• _WHAT YOU SHOULD DO_: Find each line in the rows below that contains the word "switch" and copy those lines out.

========

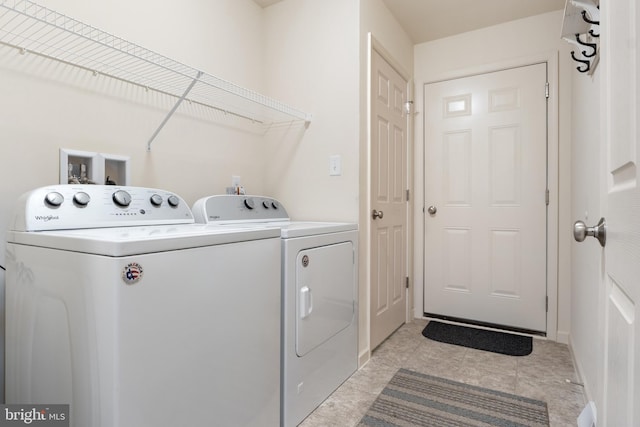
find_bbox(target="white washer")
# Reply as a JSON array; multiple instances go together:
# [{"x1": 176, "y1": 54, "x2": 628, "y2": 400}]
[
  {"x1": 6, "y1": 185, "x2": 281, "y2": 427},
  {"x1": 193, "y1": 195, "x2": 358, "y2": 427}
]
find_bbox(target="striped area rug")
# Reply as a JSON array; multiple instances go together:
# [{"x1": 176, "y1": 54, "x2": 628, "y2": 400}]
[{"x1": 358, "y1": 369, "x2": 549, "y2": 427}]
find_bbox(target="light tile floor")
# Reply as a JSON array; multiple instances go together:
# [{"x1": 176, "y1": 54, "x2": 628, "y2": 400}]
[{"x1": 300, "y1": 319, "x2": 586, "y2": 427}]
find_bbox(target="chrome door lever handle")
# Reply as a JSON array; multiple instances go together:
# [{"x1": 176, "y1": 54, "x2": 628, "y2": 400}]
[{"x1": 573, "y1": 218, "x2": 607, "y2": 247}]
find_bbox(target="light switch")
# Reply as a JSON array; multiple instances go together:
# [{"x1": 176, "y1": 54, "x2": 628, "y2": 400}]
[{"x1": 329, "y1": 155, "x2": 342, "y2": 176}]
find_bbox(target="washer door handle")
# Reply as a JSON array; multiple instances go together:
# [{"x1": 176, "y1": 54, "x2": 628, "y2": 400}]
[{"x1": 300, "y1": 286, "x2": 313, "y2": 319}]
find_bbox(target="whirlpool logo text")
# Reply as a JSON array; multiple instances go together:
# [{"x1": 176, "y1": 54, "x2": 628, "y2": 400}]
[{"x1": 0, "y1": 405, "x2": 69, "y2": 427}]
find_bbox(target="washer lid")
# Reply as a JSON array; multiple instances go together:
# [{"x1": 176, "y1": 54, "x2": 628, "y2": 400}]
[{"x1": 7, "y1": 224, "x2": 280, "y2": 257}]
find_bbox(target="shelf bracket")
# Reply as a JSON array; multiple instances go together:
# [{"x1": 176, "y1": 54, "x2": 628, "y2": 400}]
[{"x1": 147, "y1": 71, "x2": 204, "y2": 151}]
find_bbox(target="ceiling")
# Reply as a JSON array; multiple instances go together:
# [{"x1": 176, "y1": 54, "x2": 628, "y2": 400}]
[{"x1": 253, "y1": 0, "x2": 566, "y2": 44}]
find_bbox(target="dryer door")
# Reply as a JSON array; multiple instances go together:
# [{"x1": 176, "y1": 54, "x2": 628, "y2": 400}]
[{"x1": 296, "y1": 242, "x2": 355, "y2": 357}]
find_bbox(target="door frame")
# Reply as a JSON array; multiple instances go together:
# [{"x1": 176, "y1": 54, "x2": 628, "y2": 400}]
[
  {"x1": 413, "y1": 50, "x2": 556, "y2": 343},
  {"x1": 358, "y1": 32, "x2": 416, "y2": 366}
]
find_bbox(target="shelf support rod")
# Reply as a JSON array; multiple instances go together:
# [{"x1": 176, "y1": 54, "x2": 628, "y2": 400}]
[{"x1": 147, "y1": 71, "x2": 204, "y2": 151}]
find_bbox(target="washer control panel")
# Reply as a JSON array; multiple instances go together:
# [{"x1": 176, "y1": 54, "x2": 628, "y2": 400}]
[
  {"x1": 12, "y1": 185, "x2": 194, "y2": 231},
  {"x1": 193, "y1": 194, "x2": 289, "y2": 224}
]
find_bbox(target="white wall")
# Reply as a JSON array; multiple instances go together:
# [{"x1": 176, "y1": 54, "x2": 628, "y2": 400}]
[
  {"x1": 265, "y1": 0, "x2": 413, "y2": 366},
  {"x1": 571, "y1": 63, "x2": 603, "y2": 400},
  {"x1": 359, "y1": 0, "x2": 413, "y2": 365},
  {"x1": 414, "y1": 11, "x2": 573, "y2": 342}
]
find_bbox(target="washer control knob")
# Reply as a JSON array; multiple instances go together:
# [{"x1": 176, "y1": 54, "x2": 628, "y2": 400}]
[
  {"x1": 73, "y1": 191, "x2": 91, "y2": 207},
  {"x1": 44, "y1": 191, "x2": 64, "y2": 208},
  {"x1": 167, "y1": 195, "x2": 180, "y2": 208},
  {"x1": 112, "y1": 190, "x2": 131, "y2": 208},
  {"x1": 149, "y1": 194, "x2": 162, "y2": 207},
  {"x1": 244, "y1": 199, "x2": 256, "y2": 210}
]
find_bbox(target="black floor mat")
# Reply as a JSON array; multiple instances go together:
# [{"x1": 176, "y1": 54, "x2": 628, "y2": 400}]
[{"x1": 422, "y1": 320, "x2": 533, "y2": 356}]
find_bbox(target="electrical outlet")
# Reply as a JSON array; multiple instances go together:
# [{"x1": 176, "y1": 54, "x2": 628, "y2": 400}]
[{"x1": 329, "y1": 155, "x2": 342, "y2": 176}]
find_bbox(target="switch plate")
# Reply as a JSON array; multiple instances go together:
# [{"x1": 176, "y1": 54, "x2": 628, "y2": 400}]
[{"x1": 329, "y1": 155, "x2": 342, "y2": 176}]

========

• _FINAL RESULT_:
find_bbox(target="light switch")
find_bbox(target="switch plate")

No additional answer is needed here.